══ Fragmento del documento ══

Sumemos; tengamos a la mano los nombres de todos estos niños, porque cada 5 de junio dispondremos al menos de 24 horas para pensar en nuestra negligencia de adultos; en el dolor de todos y para nombrar en voz a cada uno de los niños muertos.
¿Olvido a muchos? Me temo que sí. Podríamos incluir a muchos que no mueren pero están siendo condenados a vidas enteras de carencias y penurias. ¿No tienes, estimado lector, un vecinito de seis o siete añitos que no va a la escuela? ¿No conoces alguna criatura que debe sufrir todo el día las vejaciones e insultos de un padre borracho? Es posible que sí lo tengas; es probable; casi es seguro que conoces al menos a una criatura víctima de una madre sumida en la desesperación, o de una pareja sometida a presiones económicas extenuantes.
Recuerdo con claridad a mi alumna preadolescente que, al volver de vacaciones participaba en la socialización de las mejores experiencias del verano. Sus compañeros habían narrado días en la playa o en la huerta de sus abuelos. Al llegar su turno dijo muy seria y tranquila: "Lo mejor de estas vacaciones fue que mi mamá se murió de una sobredosis". Todo el grupo calló; yo también. Conocíamos a la señora en cuestión, y comprendimos que había sido una liberación real.

═══
══ Entradas proporcionadas ══

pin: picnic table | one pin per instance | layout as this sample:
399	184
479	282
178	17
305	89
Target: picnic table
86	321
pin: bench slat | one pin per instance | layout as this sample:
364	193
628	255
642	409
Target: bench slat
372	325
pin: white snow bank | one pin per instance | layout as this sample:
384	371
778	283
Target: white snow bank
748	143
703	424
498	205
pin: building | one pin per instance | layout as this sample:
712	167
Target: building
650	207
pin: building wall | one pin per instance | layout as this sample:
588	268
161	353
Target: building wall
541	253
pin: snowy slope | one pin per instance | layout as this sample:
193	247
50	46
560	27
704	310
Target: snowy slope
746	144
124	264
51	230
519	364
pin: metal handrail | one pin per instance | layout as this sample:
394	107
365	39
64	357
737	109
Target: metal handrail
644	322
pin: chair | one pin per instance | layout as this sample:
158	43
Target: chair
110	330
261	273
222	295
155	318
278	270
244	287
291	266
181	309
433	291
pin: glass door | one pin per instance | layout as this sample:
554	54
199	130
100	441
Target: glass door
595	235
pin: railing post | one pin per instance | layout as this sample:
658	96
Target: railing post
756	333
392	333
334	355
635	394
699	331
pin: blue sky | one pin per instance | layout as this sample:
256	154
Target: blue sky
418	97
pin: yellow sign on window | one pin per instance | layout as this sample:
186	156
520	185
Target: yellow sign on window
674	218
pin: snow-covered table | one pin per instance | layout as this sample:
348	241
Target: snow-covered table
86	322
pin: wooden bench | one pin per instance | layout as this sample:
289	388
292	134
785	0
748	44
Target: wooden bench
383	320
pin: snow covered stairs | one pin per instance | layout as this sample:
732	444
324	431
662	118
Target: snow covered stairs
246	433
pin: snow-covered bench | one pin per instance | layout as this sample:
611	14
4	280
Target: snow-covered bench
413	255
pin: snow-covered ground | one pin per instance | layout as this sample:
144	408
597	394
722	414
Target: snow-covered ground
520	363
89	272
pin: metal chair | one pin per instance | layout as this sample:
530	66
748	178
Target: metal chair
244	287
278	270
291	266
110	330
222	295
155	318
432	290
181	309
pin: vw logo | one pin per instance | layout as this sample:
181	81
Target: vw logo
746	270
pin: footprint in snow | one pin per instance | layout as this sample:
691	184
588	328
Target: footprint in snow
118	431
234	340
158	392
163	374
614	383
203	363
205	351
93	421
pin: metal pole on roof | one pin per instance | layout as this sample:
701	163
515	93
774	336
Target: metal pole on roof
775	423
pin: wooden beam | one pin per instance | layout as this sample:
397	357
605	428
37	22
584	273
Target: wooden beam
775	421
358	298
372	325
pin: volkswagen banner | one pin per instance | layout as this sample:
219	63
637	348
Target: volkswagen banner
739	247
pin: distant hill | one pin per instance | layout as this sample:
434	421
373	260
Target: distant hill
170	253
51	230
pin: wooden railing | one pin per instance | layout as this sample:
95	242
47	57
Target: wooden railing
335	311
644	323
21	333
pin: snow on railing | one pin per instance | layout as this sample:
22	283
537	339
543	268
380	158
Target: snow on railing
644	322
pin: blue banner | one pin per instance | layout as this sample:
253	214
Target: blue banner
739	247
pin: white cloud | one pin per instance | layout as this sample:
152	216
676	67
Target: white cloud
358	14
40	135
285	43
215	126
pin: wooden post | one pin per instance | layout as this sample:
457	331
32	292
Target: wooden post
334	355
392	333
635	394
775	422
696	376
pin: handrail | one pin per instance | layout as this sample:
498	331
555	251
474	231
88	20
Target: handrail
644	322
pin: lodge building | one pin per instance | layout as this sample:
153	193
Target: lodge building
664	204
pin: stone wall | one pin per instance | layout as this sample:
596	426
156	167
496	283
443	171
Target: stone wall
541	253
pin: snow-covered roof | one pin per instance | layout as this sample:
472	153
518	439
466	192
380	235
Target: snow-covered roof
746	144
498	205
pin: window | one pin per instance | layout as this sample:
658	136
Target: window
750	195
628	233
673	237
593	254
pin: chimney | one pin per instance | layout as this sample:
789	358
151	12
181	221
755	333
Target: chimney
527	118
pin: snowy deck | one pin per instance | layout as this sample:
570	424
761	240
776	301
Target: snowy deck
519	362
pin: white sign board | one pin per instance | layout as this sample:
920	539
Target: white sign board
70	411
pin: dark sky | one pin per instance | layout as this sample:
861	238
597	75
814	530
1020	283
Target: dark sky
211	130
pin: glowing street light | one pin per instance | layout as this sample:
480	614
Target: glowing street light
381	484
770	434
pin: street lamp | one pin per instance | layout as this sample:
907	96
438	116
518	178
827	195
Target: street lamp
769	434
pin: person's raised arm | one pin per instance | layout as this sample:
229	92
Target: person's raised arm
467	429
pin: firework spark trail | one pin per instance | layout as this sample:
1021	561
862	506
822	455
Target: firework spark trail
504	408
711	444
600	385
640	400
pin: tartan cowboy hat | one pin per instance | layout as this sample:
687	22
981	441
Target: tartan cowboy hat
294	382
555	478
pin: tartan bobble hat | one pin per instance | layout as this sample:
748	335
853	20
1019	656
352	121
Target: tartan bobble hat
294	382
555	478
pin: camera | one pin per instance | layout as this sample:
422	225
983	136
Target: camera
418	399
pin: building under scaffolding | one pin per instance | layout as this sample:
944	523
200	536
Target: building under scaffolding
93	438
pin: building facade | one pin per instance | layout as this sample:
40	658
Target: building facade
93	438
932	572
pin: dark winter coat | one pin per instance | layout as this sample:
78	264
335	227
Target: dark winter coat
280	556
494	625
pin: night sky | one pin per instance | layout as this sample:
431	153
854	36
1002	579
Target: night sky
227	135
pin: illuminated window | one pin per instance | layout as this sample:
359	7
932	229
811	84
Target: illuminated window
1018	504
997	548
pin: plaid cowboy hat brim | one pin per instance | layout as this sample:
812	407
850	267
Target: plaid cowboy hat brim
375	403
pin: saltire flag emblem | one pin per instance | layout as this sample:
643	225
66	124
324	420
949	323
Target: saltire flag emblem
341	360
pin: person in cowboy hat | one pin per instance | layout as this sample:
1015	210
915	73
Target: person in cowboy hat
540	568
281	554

═══

Instrucciones de trabajo =
1. Traduce al inglés esta oración del fragmento sobre la infancia maltratada: "Sus compañeros habían narrado días en la playa o en la huerta de sus abuelos."
2. En el fragmento sobre la infancia maltratada, ¿qué día se propone dedicar cada año a pensar en la negligencia de los adultos?
3. Prosigue el fragmento sobre la infancia maltratada a partir de su última oración.

Respuestas escritas =
1. Her classmates had described days at the beach or in their grandparents' orchard.

2. El 5 de junio.

3.
Sumemos pues también a todas las niñas y niños que viven infiernos cotidianos. Que no mueren, pero son torturados física y psicológicamente a diario. Aquellos a quienes van dirigidos los insultos y crueles amenazas que entran por mi ventana mientras escribo estas líneas.
¿Seguimos sumando? Son muchísimos los niños y las niñas que cabrían en esta conmemoración anual. Y estoy segura de que a la mayoría ni siquiera los vemos sufrir. Eso es lo peor nuestra cultura ha creado el mito de la infancia feliz; un mito tan eficaz, que borra los recuerdos de nuestra propia infancia y nos ciega ante la infelicidad de nuestros niños.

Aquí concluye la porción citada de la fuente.